■ PROBLEM STATEMENT
Locate the line that contains "The component shall identify every instance of the cloudy". Print it and each following line through the end of the listing, verbatim, and nothing more.

***** MATERIAL FOR THIS EXERCISE

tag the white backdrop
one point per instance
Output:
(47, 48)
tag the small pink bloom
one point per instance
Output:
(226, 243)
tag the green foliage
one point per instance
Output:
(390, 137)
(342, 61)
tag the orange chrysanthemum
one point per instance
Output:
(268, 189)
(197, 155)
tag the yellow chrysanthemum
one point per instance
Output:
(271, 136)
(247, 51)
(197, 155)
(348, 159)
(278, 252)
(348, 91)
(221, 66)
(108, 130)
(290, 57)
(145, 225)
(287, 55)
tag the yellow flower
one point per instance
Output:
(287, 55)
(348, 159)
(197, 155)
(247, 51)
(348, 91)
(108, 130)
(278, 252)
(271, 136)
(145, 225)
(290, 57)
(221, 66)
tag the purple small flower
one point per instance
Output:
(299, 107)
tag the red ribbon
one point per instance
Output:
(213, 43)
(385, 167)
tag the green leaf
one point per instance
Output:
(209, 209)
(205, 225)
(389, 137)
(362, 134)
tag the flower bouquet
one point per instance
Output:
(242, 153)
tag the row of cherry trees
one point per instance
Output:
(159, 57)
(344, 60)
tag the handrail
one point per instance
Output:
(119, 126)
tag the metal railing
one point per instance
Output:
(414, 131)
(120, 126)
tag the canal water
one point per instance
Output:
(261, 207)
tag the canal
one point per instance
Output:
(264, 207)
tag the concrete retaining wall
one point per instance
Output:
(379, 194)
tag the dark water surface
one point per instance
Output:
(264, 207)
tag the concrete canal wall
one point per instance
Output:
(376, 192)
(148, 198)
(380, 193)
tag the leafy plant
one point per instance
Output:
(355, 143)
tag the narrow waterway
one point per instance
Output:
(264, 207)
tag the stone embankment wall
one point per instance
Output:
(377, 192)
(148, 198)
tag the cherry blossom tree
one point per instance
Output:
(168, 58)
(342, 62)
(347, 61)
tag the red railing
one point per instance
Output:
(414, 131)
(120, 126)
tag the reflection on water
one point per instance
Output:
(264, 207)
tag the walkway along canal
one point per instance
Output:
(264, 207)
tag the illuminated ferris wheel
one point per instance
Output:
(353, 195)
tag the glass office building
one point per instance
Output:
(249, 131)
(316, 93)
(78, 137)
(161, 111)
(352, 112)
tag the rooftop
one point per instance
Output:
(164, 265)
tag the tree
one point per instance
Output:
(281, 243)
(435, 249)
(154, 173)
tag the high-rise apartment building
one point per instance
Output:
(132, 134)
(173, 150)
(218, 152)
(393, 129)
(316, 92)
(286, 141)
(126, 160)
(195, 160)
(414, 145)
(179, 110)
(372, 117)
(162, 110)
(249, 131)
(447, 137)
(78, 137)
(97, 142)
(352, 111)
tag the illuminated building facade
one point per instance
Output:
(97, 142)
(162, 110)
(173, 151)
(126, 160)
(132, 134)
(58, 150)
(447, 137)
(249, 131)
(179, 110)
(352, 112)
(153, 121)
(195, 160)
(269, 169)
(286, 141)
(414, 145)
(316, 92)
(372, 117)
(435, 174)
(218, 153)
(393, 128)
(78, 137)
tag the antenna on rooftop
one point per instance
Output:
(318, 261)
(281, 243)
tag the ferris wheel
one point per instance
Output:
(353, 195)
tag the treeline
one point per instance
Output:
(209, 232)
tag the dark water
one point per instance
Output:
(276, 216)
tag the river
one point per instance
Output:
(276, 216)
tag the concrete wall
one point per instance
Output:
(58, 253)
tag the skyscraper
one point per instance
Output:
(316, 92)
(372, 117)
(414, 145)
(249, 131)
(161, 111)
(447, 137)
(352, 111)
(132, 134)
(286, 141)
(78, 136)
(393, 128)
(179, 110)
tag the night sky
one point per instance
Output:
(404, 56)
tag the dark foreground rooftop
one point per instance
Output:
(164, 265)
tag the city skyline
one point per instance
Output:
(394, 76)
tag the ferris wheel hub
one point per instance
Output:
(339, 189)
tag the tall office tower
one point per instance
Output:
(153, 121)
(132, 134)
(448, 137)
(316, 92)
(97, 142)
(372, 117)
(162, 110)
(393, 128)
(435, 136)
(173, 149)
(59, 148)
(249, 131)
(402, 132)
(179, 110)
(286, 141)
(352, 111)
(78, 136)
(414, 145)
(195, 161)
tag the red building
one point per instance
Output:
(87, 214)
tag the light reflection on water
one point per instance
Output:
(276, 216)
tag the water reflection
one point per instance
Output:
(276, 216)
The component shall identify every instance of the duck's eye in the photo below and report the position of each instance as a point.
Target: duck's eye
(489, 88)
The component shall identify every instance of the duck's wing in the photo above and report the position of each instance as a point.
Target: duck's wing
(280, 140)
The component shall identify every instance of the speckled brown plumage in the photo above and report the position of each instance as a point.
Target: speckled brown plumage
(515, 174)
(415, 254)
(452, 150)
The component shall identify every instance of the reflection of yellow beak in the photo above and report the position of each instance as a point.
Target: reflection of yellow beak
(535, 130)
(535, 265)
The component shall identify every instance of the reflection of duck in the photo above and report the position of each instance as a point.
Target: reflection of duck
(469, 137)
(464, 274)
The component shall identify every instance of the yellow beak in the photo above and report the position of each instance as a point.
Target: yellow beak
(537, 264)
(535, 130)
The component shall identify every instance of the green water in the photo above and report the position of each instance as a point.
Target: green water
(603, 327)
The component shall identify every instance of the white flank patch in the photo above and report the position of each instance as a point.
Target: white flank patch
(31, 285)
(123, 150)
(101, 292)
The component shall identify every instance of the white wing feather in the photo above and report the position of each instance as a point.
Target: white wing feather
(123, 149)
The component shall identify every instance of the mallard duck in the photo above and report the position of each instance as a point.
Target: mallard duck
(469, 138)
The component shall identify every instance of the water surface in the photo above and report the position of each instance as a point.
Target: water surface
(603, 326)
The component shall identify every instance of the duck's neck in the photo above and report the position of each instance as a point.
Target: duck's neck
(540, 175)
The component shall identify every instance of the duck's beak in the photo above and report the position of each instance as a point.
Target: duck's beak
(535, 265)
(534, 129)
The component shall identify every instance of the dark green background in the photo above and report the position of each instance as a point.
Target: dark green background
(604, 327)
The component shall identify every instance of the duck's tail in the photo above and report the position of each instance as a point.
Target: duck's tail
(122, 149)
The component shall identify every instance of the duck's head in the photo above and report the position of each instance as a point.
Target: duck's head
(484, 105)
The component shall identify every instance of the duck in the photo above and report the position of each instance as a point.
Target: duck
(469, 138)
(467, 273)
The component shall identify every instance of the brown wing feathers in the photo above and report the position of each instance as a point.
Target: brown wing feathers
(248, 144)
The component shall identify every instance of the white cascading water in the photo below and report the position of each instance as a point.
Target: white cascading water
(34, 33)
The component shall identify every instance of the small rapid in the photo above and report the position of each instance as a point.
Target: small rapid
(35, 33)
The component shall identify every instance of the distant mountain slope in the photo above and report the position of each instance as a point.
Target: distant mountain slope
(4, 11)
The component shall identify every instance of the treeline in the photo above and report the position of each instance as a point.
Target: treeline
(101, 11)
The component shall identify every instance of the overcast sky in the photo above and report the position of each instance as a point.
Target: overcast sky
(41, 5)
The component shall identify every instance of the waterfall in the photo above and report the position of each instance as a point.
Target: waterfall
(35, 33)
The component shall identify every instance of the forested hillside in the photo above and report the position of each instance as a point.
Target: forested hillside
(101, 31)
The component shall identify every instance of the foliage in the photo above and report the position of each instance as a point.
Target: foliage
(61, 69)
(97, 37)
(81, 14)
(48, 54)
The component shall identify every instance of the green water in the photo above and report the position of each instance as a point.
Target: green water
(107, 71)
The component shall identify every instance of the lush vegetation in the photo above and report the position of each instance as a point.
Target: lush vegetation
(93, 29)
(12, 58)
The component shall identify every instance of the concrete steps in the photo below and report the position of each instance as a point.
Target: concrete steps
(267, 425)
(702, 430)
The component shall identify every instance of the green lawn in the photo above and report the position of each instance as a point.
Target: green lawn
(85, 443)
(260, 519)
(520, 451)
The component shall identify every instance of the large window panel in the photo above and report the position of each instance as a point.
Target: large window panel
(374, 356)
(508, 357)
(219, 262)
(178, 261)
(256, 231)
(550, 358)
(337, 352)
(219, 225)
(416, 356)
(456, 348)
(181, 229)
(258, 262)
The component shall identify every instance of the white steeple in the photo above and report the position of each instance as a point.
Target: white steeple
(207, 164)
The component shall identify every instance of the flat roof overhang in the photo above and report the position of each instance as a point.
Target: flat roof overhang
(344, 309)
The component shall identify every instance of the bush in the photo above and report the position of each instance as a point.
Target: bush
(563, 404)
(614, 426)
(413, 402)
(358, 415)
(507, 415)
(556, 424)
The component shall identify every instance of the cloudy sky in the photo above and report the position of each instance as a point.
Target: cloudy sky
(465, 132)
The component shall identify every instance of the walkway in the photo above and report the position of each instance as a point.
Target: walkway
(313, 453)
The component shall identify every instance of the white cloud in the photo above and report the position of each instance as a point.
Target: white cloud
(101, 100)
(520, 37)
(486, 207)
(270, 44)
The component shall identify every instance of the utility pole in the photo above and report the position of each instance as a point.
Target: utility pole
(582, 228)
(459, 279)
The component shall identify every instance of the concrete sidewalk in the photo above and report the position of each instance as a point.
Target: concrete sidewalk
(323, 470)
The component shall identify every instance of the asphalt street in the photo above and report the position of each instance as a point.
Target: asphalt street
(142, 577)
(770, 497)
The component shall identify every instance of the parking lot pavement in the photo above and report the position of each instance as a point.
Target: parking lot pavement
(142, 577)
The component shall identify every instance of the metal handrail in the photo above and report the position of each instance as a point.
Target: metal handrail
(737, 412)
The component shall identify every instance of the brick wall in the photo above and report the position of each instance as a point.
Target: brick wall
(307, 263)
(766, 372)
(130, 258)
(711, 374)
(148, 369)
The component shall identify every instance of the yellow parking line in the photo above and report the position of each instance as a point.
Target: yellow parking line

**********

■ RESULT
The component shall identify every instance of the cloudy sky in the photo above and report the position of each instance as a point.
Target: cloudy sky
(465, 132)
The component shall identify every instance of the walkway in the photo above and report the position of each instance as a point.
Target: walkway
(313, 453)
The component shall identify every instance of the white cloud in the photo above and report the position of each instance as a point.
Target: white cloud
(101, 100)
(520, 37)
(486, 207)
(270, 44)
The component shall identify every instance of the utility pole in the photo above and report the position of each instance as a point.
Target: utility pole
(582, 228)
(459, 279)
The component shall identify every instance of the concrete sidewalk in the photo above and report the position of each instance as a point.
Target: concrete sidewalk
(323, 470)
The component shall identify every instance of the asphalt street in the photo above and report the position of each instance as a point.
Target: asphalt street
(142, 577)
(770, 497)
The component shall identify every instance of the parking lot pavement in the photo above and report the position of each instance as a point.
Target: parking lot pavement
(142, 577)
The component shall identify every instance of the metal handrail in the photo above and report the position of each instance as a point.
Target: metal handrail
(737, 412)
The component shall identify every instance of the brick wall in the photo above and report the position of each instance as a point.
Target: brick wall
(307, 263)
(766, 372)
(130, 258)
(711, 374)
(148, 369)
The component shall identify every instance of the yellow parking line in the photo above and report the position of each instance as a point.
Target: yellow parking line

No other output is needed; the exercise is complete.